Sports
Men’s college basketball in 2024: 68 bold predictions
The men’s college basketball season tips off Monday night with all but six AP Top 25 teams in action. To celebrate the start of the new season, here are 68 bold predictions that are sure to come true (unless they don’t).
1. Duke’s Cooper Flagg will be this college basketball season’s biggest story, bigger than Mark Pope trying to reinvigorate Kentucky, bigger than John Calipari’s fresh start at Arkansas, bigger than UConn’s bid for a historic three-peat. The presumed No. 1 pick in next year’s NBA Draft is the rare prospect capable of siphoning mainstream attention away from the NFL and enticing curious viewers to tune into college basketball before March.
2. Anyone expecting Flagg to put up Carmelo Anthony- or Kevin Durant-like numbers at 17 years old is setting the bar too high. The aspect of the 6-foot-9 forward’s game that has the most room for growth is his ability to create shots attacking off the dribble. Most of Flagg’s 16.3 points per game at Montverde Academy last season came crashing the offensive glass, sinking spot-up jumpers and cutting deftly without the ball. Expect more of the same at Duke.
3. That doesn’t mean that Flagg is overhyped — far from it, in fact. Where Flagg wows scouts the most is with his defensive versatility, his ability to contest a jump shot on the perimeter and rotate to protect the rim. He’s also a relentless rebounder, a willing passer and the sort of fierce competitor who won’t hesitate to sacrifice his body chasing after a loose ball headed out of bounds. He’ll impact winning at Duke in all sorts of ways that don’t show up in a box score.
4. Team outside who could surprise: Xavier. Injuries stripped Xavier of two of its most important frontcourt players last season, but forwards Zach Freemantle and Jerome Hunter are healthy again. The Musketeers are deep, fast-paced, experienced and loaded with shooters. It’s easy to envision Sean Miller guiding this group to a top-four Big East finish and a favorable NCAA tournament seed.
5. Preseason Top 25 team who could disappoint: Rutgers. The arrival of potential top-five draft picks Dylan Harper and Ace Bailey make this the most anticipated Rutgers basketball season in recent memory. The trouble is that the Scarlet Knights underwent a drastic roster rebuild this offseason and retained just one of last year’s nine leaders in minutes played. Rutgers will be a must-see for fans and scouts, but this team is likely to be wildly inconsistent. The Top 25 feels like a ceiling outcome, not the most likely one.
6. Even without Caitlin Clark and Angel Reese, three of college basketball’s best-known players will be the highest-profile returning superstars of the women’s game. More casual fans are familiar with Paige Bueckers, JuJu Watkins and Hannah Hidalgo than, say, Mark Sears, Hunter Dickinson and RJ Davis.

- - -

◆ TASKS AND EXERCISES:
a – In the predictions article, which two Xavier forwards are said to be healthy again?
b – Summarize the predictions article in two sentences.

◆ INFORMATION PROVIDED:
- - -

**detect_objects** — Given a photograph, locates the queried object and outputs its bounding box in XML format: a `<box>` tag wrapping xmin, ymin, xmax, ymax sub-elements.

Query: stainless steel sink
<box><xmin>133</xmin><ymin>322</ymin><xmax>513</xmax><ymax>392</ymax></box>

- - -

◆ OUTPUTS:
a – Zach Freemantle and Jerome Hunter.

b – To mark the start of the men's college basketball season, the article offers bold predictions, beginning with the claim that Duke's Cooper Flagg will be the season's biggest story and will help his team win through defense, rebounding and hustle even if his scoring falls short of the highest expectations. It also names Xavier as a team outside the Top 25 that could surprise and Rutgers as a preseason Top 25 team that could disappoint, and it says Paige Bueckers, JuJu Watkins and Hannah Hidalgo will be the highest-profile returning superstars of the women's game.